Israel Cook Russell, LL.D. (December 10, 1852 – May 1, 1906) was an American geologist and geographer who explored Alaska in the late 19th century.

Early life and education
Russell was born at Garrattsville, New York, on December 10, 1852. He received B.S. and C.E. degrees in 1872 from the University of the City of New York (now New York University), and later studied at the School of Mines, Columbia College.

Career
In 1874 he accompanied one of the parties sent out by the United States government to observe the transit of Venus, and was stationed at Queenstown, New Zealand. On his return in 1875 he was appointed assistant in geology at the School of mines, and in 1878 he became assistant geologist on the United States geological and geographical survey west of the 100th meridian.

## Raw data
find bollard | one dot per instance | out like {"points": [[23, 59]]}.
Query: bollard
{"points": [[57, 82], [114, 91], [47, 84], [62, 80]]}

## Exercise set
1. In the biography of Israel Cook Russell, where was he stationed while observing the transit of Venus?
2. Pick up the biography of Israel Cook Russell right after its final sentence and keep writing.

## Results of the exercise
1. Queenstown, New Zealand.

2.
In 1880, he became a member of the United States Geological Survey (USGS). Between 1881 and 1885 he worked at the Mono Lake in east-central California. Originally employed for work with regard to surveying and building the Bodie Railway connecting the Lake with Bodie, he stayed for four years and wrote the seminal work Quaternary History of Mono Valley, California (1884). He represented the USGS in 1889 in an expedition sent to Alaska by the U.S. Coast and Geodetic Survey to establish a portion of Alaska's eastern boundary. During the next two years, he explored, under the joint auspices of the USGS and the National Geographic Society, the slopes of Mount Saint Elias and the Yakutat Bay area. In 1890 he made the first reported sighting of Mount Logan, the highest mountain in Canada, and gave the mountain its name.

In 1892 he became professor of geology at the University of Michigan. At the time of his death, he was President of the Geological Society of America. 

In May 1902, Russell was one of a party of scientists who travelled on the USS Dixie to document the eruptions of La Soufriere, St Vincent and Mont Pelee, Martinique. Russell was sent by the National Geographic Society along with Robert T. Hill and Carsten Borchgrevink.

Death
Russell died suddenly on May 1, 1906, after suffering pneumonia.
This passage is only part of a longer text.